What to produce: Update the material below by replacing each "Annotation task" with "Labeling task" and leaving everything else unchanged.

Provided entries:
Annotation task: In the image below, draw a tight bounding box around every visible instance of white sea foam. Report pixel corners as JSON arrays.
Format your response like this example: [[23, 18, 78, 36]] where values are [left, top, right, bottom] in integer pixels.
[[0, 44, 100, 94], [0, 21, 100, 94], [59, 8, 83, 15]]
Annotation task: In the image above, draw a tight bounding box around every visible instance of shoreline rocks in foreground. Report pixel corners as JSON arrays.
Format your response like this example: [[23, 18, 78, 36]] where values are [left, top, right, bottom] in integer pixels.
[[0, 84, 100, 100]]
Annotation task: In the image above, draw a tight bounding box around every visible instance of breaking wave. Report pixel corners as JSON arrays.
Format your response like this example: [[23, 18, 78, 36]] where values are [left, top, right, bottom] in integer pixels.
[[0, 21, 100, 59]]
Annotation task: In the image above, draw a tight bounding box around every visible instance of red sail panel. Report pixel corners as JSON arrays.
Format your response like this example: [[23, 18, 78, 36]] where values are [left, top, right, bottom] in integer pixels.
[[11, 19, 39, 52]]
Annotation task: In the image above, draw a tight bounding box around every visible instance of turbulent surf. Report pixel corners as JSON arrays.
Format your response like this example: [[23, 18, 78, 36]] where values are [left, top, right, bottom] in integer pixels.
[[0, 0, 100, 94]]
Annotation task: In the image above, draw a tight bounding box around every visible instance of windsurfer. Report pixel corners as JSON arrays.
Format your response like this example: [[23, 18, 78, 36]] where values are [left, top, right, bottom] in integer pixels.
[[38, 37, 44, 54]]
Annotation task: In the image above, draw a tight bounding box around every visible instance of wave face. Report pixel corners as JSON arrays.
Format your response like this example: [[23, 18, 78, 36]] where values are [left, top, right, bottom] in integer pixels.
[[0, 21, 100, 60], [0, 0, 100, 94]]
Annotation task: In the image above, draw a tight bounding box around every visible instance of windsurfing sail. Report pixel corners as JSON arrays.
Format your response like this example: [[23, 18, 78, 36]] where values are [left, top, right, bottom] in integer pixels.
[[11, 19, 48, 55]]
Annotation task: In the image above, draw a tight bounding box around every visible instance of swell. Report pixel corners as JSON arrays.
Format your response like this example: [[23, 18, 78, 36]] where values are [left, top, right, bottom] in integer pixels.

Solved problem:
Labeling task: In the image below, draw a tight bounding box around every visible instance of white sea foam. Report pixel corners as JSON arrays.
Format your response like this example: [[23, 18, 78, 36]] where values are [left, top, right, bottom] in integer pixels.
[[0, 44, 100, 94], [0, 21, 100, 94], [59, 8, 83, 15]]
Labeling task: In the image above, draw a tight bounding box around every visible instance of shoreline rocks in foreground. Report pixel corners as JSON arrays.
Format your response like this example: [[23, 18, 78, 36]] where values are [left, top, right, bottom] in integer pixels.
[[0, 84, 100, 100]]
Labeling task: In the image above, draw a tight bounding box around every visible instance of breaking wave. Report pixel corners as JSON arrays.
Format your response like this example: [[23, 18, 78, 36]] where values are [left, top, right, bottom] in integer pixels.
[[0, 21, 100, 59]]
Labeling task: In the image above, draw a tight bounding box around every visible instance of red sail panel. Report pixel corners as JSON arrays.
Format your response like this example: [[23, 18, 78, 36]] where values are [left, top, right, bottom] in integer pixels.
[[11, 19, 39, 52]]
Labeling task: In the image above, draw a tight bounding box around every visible instance of turbulent surf. Report pixel corners as JSON arrays.
Format your response like this example: [[23, 18, 78, 36]] where values are [left, top, right, bottom] in integer pixels.
[[0, 0, 100, 94]]
Labeling task: In the image above, draw a tight bounding box around every visible instance of windsurfer. Report pixel corners as JSON arrays.
Format your response like this example: [[23, 18, 78, 36]] where values are [left, top, right, bottom] in integer pixels.
[[38, 37, 44, 54]]
Labeling task: In the image above, draw a tight bounding box around every visible instance of wave face. Report pixel corners as JSON arrays.
Format your response like this example: [[23, 18, 78, 36]] where values are [left, top, right, bottom] in integer pixels.
[[0, 21, 100, 60], [0, 0, 100, 94]]
Labeling task: In the image above, draw a tight bounding box around every visible instance of windsurfing sail. Report pixel corners as JSON arrays.
Format your response like this example: [[23, 18, 78, 36]] where values are [left, top, right, bottom] in integer pixels.
[[11, 19, 48, 55]]
Labeling task: In the image above, draw a tight bounding box around every visible instance of swell. Report pixel corners as JSON arrays.
Format your response like this example: [[23, 18, 78, 36]] where values are [left, top, right, bottom] in integer pixels.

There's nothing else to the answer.